*DATASET RECORDS*.
>>>
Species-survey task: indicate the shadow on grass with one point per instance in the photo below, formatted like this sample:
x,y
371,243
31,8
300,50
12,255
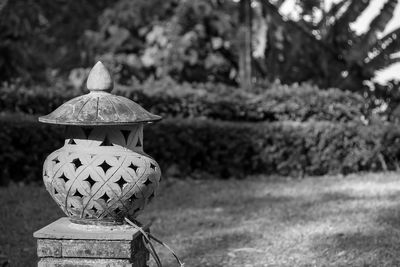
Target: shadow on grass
x,y
377,244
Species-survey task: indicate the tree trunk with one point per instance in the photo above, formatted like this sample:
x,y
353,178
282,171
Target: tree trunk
x,y
244,42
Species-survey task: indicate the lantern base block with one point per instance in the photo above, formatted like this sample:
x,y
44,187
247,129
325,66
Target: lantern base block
x,y
63,243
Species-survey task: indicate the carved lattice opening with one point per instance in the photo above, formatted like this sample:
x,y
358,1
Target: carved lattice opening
x,y
90,181
106,142
152,166
71,142
121,182
133,167
126,134
105,197
64,178
77,163
87,132
105,166
151,196
133,198
117,210
77,194
139,143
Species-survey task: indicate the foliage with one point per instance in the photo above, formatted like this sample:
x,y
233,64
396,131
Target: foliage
x,y
225,149
188,40
324,49
169,99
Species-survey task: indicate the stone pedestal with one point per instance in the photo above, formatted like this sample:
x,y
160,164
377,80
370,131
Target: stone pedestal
x,y
63,243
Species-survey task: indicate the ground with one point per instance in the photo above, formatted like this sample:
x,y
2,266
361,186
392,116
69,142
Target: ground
x,y
261,221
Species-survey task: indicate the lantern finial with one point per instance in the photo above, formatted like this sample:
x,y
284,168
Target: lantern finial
x,y
99,79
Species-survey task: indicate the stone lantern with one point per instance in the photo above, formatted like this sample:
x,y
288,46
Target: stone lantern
x,y
99,177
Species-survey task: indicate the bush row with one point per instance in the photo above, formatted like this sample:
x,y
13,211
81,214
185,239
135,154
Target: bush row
x,y
225,149
166,98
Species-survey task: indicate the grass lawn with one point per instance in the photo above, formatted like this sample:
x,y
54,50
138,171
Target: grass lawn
x,y
261,221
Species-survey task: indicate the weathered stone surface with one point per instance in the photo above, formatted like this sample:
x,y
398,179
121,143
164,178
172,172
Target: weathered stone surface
x,y
79,262
64,229
63,244
99,107
111,249
49,248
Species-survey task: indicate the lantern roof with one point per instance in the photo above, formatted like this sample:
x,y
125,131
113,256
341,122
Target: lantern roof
x,y
99,106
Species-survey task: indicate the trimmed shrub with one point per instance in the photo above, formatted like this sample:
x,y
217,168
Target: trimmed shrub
x,y
169,99
224,149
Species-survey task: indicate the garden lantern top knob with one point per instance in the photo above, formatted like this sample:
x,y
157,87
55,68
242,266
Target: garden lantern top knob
x,y
99,79
99,106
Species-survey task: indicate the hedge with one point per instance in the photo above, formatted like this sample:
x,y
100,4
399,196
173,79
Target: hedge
x,y
166,98
224,149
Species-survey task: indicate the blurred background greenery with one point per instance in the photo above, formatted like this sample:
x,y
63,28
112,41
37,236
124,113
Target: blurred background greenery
x,y
245,87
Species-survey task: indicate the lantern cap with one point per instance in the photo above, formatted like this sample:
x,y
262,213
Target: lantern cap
x,y
99,106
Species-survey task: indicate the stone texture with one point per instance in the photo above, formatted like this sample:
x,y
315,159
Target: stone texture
x,y
77,262
63,243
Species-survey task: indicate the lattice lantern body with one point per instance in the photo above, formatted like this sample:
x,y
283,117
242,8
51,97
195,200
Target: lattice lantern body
x,y
101,174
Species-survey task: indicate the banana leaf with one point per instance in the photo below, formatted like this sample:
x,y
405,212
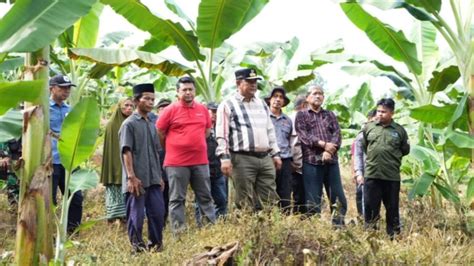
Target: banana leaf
x,y
78,133
218,20
393,43
142,18
123,57
31,25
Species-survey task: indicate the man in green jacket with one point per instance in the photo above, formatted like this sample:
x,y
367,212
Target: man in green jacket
x,y
385,143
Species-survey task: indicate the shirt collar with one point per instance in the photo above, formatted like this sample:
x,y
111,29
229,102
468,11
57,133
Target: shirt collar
x,y
241,98
282,116
320,112
186,106
392,124
138,116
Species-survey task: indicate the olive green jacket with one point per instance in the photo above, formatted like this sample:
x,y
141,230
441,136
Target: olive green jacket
x,y
384,146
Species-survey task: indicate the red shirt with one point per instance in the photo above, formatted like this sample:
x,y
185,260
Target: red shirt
x,y
185,130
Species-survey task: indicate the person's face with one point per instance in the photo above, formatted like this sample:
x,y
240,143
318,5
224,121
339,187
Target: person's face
x,y
315,97
186,92
145,103
247,87
59,93
384,115
213,114
160,109
127,107
277,100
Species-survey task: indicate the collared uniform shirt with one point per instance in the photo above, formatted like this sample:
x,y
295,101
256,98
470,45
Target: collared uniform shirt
x,y
283,128
57,113
140,136
245,126
358,155
312,127
385,146
296,147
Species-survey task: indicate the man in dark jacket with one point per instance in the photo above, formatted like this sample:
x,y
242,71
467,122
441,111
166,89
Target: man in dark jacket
x,y
218,180
385,143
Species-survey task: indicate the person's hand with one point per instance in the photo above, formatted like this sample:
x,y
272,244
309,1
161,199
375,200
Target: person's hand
x,y
330,147
226,167
162,185
326,156
277,162
5,163
134,185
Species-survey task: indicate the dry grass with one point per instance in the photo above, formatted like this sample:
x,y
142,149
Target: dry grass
x,y
428,237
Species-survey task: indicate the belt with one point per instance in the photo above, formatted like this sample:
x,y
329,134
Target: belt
x,y
252,153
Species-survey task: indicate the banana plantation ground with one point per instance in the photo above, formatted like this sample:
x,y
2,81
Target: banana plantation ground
x,y
429,237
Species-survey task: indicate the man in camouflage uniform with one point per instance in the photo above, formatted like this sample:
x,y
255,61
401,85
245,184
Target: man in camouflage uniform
x,y
10,153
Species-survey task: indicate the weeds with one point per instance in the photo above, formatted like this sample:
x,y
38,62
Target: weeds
x,y
428,237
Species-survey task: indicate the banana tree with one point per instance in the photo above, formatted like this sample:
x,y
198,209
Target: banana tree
x,y
78,137
216,22
29,27
428,81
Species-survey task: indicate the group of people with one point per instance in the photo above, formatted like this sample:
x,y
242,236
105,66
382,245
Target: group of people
x,y
272,159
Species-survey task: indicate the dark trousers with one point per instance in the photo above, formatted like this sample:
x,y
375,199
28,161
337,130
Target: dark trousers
x,y
297,187
283,185
151,203
75,208
377,191
360,199
314,177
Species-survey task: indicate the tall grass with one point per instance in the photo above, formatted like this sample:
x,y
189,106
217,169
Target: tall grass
x,y
428,237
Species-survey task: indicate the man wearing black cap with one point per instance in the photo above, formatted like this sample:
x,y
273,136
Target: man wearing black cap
x,y
183,127
283,128
60,88
247,143
218,181
142,181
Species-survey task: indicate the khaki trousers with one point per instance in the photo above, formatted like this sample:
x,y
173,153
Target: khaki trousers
x,y
254,181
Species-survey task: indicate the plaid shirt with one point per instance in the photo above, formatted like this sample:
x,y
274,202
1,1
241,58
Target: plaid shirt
x,y
315,126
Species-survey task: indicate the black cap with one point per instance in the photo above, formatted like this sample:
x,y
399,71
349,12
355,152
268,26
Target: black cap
x,y
144,87
279,89
246,73
61,81
163,102
212,106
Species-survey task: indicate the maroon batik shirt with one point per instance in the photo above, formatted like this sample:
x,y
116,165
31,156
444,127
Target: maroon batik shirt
x,y
312,127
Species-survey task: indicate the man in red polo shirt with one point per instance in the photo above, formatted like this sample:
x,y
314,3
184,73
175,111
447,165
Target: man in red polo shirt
x,y
183,127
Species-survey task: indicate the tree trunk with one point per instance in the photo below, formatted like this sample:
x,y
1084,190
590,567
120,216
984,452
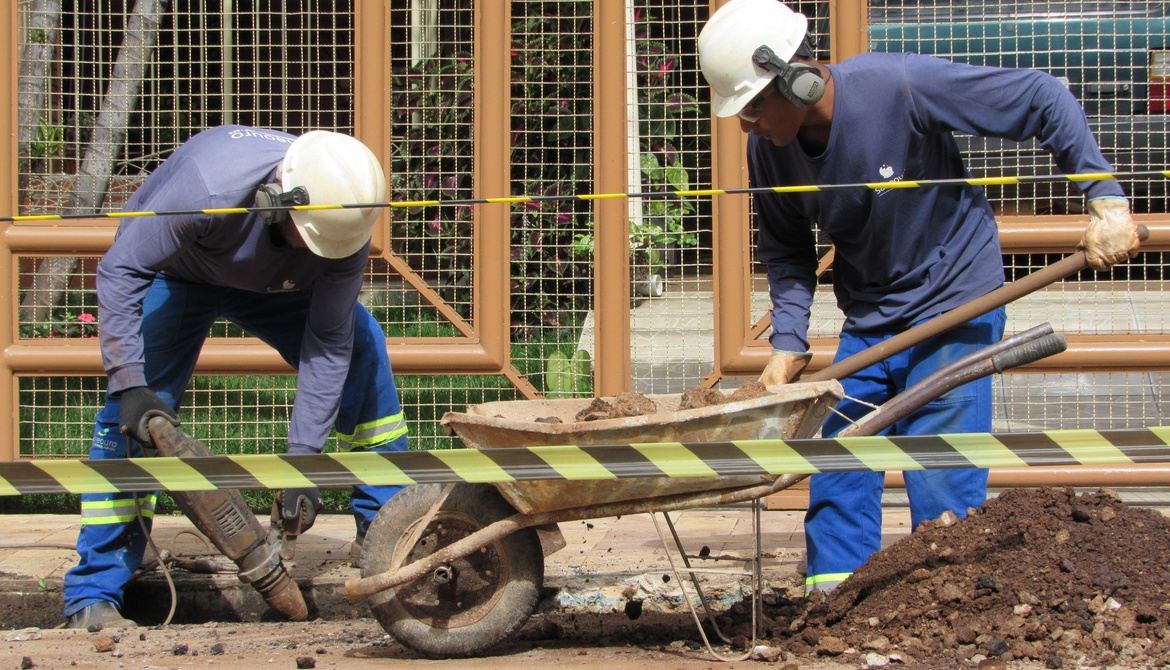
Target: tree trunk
x,y
33,82
93,179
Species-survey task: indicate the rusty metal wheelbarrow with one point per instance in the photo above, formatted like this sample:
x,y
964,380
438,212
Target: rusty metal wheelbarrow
x,y
453,570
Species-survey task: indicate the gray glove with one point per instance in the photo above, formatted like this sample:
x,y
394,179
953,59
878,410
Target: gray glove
x,y
139,405
783,367
1112,235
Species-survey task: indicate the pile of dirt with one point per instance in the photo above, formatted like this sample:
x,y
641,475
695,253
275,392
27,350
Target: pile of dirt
x,y
1048,575
624,405
637,405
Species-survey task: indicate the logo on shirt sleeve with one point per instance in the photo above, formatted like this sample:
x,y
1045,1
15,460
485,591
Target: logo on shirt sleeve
x,y
887,173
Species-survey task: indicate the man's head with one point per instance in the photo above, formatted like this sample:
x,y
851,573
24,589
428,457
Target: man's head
x,y
323,167
748,50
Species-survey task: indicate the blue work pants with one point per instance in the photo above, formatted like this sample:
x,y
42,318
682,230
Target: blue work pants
x,y
177,318
842,526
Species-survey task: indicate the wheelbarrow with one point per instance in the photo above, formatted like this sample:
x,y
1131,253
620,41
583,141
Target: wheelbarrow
x,y
453,570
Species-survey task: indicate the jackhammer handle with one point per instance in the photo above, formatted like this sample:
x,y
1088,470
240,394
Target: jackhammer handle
x,y
961,315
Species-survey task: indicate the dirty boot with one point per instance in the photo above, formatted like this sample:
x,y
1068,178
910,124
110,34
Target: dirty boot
x,y
356,551
102,614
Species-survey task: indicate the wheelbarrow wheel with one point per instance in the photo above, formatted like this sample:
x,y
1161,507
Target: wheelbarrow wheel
x,y
468,606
<<<
*WORK INSTRUCTION*. Copy out each line of the material that holds the word "below".

*RESPONSE*.
Species-survey task: indicate the shadow on grass with one point per instance in the photo below, formatted like this sample:
Species-survey task: indicate the banana leaf with one point per instance in the photo below, formatted like this sample:
Species-survey task: indicate the tree trunk with one point per instance in the photo below, formatted like this sample:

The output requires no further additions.